** Extracted entries follows **
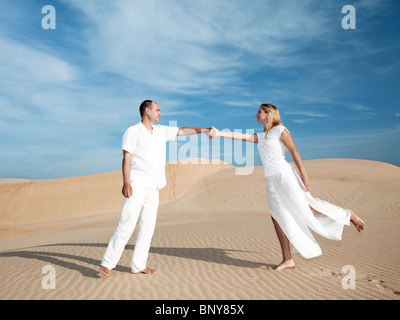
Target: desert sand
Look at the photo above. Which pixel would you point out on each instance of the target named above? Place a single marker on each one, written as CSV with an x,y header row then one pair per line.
x,y
214,237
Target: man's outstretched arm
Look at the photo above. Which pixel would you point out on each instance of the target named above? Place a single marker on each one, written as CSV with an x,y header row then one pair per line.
x,y
188,131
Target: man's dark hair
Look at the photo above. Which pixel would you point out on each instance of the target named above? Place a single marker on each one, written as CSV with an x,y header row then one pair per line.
x,y
145,104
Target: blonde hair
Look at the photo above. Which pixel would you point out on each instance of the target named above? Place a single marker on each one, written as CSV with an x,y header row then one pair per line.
x,y
274,117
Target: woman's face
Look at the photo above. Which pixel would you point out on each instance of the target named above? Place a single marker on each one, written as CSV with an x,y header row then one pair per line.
x,y
262,116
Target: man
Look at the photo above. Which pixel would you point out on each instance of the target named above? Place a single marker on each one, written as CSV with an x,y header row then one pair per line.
x,y
143,169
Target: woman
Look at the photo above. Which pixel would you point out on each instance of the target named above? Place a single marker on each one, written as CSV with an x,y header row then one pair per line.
x,y
290,203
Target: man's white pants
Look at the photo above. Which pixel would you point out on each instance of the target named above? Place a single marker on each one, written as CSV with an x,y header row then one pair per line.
x,y
142,205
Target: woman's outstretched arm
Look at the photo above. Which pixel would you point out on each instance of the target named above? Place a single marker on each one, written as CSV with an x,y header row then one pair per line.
x,y
248,137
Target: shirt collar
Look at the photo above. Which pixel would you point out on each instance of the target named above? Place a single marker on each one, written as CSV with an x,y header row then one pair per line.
x,y
142,128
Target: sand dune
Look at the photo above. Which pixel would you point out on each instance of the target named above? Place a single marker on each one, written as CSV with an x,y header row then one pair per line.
x,y
214,237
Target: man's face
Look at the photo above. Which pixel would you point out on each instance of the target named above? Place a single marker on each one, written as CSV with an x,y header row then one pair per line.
x,y
154,112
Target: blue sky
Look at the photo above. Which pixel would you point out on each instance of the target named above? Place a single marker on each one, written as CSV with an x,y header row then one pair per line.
x,y
68,94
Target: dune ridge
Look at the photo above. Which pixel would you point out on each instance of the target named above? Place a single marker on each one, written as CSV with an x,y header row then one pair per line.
x,y
214,238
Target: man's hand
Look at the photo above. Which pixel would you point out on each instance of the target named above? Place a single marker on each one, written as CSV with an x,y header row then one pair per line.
x,y
213,133
127,190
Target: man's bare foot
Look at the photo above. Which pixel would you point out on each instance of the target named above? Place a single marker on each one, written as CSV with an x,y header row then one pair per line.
x,y
146,271
104,271
356,220
288,264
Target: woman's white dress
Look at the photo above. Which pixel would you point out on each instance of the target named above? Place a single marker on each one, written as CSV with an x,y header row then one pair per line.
x,y
289,202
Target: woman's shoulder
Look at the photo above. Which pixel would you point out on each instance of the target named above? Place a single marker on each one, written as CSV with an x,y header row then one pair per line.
x,y
279,129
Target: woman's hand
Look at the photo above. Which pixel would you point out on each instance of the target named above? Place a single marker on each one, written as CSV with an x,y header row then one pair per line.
x,y
213,133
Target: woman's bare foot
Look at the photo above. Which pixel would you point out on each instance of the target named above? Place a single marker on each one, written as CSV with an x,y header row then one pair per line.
x,y
356,220
104,271
146,271
288,264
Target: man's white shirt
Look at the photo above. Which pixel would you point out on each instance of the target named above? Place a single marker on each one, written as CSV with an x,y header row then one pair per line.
x,y
148,153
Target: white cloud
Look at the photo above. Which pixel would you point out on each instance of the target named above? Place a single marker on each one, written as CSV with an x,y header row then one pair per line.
x,y
194,47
** End of Extracted entries **
Directions for this task: Keep every word of the data as it is when you write it out, but drop the pictures.

Your solution:
Target: desert sand
Look at the photo above. Which pixel would you point out on each instance of the target named above? Place a single marker on each one, written as CSV with an x,y header row then one pair per line.
x,y
214,237
Target: man's outstretched arm
Look at the photo above. Which pixel would you point out on each instance of the target named above? Place a single marker on each one, written as CSV with an x,y header row then one pair per line.
x,y
188,131
Target: man's dark hair
Look at the photo above. Which pixel would you point out on each instance of the target named above? Place a single marker on each one, written as CSV with an x,y header row then one pair per line.
x,y
145,104
Target: blonde hair
Look at the photo above. Which pixel would you point out on each instance of the target named above? Place a single marker on each one, written as CSV with an x,y header row then one pair per line.
x,y
274,117
Target: woman's face
Look at the photo above. Which pixel would you point out on each instance of the target named above? Place a single marker on each one, written as CSV with an x,y header row then one pair per line.
x,y
262,116
Target: man
Look at the photo above. Which pixel would you point out on each instance of the target named above? Place a single marker on each one, written as CSV with an x,y header row then one pair per line.
x,y
143,169
Target: woman
Look at the photo above. Which pixel would you point out on each instance of the target named above? Place a single marker on each one, written as CSV with an x,y header row then one pair per line.
x,y
290,203
Target: man's white pants
Look at the photo above. Which pixel would you point out on each instance of the target named above? Place a single marker on each one, written as CSV with an x,y header row then one pair per line.
x,y
142,205
Target: woman's outstretched arm
Look at the photo above. Which pixel would you point out on each instance of the target named above? Place a single marker on each one, written as CSV with an x,y header row then one pair per line.
x,y
248,137
Target: shirt collar
Look at the photo above. Which pixel would you point out on each instance of the target named above? Place a single marker on each one, written as CSV with an x,y header row then one pair per line.
x,y
142,128
Target: sand dune
Look at the photo above. Which pixel would you point out on each instance of the target named above? Place a single marker on each one, written as CSV with an x,y header row then one pair per line.
x,y
214,237
Target: man's face
Look at the photo above. Which pixel would you point out on each instance of the target named above? Place a single marker on each one, written as CSV with an x,y header row then one pair per line.
x,y
154,112
Target: blue sky
Look at the photo above. Which pixel would you point out on each instance of the target named above? Place a single marker on each one, written as CSV with an x,y header row then one pair per line.
x,y
68,94
Target: dune ridge
Look at the photo above. Which pixel would you point out on each instance of the target named above? Place a single marker on each one, written as CSV with an x,y header row then one pair per line.
x,y
214,238
Target: man's hand
Look at the photo above. Which pixel would you point out on each instance of the target named above? Place a single marker on each one, written as CSV with an x,y header row then one pair per line.
x,y
213,133
127,190
Target: man's bare foot
Look at the photo above. Which pixel would you point out on each instance of the target named above? Place a single marker on each one, written as CSV with an x,y header row then one pair per line.
x,y
146,271
104,271
356,220
288,264
Target: woman's white dress
Look at the photo above. Which pixel would you point out on each instance of the target named above? Place a single marker on each one, written as CSV with an x,y header row then one pair per line.
x,y
289,202
Target: woman's shoulder
Look at the photo above. Which pixel would you point out on each instance of the target named above? Place a single marker on each one, written as CSV with an x,y header row then one pair per line.
x,y
279,129
Target: woman's hand
Look at the photo above. Which pixel would you point out on each instance of the target named above? Place a single marker on each one, written as CSV with an x,y header row then one pair per line.
x,y
213,133
Target: woman's bare foot
Look at the photo above. Which pixel would you point out on each instance of the target named above? Place a single marker on each one, written as CSV with an x,y header row then one pair per line.
x,y
356,220
104,271
146,271
288,264
Target: man's white shirt
Look at the photo above. Which pixel would you point out on each instance of the target named above? Place a single marker on each one, written as CSV with an x,y header row then one pair per line.
x,y
148,153
Target: white cloud
Look at the photo above. Which pixel would you point out on each instance of the target named above? Place a single marker on each one, written as CSV with an x,y header row then one pair per line.
x,y
194,47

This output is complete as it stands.